Please pick out every line of the data below that contains the word "hand", and copy each one.
====== Record extracts ======
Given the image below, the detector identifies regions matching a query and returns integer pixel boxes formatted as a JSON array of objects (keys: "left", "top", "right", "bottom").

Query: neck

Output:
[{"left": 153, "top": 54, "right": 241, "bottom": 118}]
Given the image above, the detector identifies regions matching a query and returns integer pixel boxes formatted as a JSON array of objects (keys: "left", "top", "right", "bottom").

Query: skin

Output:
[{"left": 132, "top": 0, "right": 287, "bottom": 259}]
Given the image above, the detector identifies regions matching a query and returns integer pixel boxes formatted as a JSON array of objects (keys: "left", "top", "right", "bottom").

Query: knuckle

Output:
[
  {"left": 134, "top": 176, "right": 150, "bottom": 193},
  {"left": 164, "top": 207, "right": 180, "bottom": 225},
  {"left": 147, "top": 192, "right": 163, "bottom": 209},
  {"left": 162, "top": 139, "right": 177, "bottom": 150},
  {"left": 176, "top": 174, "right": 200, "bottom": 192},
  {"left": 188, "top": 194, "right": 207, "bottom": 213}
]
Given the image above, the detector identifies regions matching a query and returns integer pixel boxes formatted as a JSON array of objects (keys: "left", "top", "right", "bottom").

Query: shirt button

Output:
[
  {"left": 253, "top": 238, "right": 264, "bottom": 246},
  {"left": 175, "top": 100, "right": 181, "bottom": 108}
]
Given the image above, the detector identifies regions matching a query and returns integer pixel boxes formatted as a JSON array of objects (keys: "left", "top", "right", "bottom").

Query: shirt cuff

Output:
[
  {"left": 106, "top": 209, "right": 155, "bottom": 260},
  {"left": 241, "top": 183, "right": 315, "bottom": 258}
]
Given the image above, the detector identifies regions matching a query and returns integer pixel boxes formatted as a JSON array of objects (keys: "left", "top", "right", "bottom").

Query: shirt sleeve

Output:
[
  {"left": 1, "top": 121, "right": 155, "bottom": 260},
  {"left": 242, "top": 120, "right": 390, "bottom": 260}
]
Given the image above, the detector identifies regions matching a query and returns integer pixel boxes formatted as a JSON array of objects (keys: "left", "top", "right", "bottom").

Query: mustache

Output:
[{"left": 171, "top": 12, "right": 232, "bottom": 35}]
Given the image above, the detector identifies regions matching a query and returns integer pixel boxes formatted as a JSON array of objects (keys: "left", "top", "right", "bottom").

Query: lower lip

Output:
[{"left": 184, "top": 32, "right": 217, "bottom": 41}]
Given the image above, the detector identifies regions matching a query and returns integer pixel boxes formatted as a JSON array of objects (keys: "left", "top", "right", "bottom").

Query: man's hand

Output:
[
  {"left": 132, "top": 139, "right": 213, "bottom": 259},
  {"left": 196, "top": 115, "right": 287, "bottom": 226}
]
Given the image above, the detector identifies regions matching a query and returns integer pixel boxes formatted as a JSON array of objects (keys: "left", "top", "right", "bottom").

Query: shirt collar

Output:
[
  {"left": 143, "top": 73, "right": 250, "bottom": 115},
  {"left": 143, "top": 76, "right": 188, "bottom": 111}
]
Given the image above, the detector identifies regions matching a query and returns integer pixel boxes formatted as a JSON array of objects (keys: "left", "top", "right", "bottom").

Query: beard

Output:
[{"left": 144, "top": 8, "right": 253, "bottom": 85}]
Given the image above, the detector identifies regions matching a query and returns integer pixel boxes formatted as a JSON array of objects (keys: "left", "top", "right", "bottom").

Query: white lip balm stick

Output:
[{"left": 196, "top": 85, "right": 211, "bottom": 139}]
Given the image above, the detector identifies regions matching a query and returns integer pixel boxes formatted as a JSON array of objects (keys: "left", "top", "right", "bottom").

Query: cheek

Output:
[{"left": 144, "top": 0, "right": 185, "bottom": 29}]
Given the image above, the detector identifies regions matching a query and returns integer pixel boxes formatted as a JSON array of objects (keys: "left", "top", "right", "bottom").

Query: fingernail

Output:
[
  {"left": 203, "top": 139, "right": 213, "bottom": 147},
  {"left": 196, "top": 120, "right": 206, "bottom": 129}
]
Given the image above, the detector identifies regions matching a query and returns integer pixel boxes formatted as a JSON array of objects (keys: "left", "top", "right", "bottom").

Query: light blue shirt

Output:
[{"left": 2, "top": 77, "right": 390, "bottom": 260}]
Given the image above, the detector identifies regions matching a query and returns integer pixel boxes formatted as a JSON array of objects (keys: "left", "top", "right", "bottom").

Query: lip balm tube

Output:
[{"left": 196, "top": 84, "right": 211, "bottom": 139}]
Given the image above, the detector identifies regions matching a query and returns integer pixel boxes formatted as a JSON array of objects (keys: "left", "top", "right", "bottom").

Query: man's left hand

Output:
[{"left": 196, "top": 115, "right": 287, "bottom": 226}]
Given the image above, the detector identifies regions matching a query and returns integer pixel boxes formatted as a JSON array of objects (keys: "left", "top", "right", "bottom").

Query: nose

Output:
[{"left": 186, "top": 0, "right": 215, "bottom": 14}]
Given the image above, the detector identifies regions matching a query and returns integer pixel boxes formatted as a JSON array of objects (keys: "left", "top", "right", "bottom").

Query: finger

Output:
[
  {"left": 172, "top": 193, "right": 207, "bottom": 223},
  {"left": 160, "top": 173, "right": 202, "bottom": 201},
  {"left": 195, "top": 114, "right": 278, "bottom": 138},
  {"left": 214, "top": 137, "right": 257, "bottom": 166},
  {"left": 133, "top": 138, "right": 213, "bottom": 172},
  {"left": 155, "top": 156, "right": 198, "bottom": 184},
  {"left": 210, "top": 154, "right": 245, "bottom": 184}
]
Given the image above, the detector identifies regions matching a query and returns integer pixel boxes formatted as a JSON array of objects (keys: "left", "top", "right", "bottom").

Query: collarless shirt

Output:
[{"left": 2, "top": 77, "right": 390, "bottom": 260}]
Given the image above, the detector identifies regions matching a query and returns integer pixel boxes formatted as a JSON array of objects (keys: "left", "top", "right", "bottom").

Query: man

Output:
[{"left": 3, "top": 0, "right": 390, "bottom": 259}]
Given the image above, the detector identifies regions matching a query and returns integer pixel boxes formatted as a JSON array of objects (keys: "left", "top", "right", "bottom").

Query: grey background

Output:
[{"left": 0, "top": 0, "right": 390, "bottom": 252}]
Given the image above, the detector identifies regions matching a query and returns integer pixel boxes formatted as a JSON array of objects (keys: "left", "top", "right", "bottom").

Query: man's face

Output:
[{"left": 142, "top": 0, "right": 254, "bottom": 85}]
======
> Output below:
Query: man's hand
Query: man's left hand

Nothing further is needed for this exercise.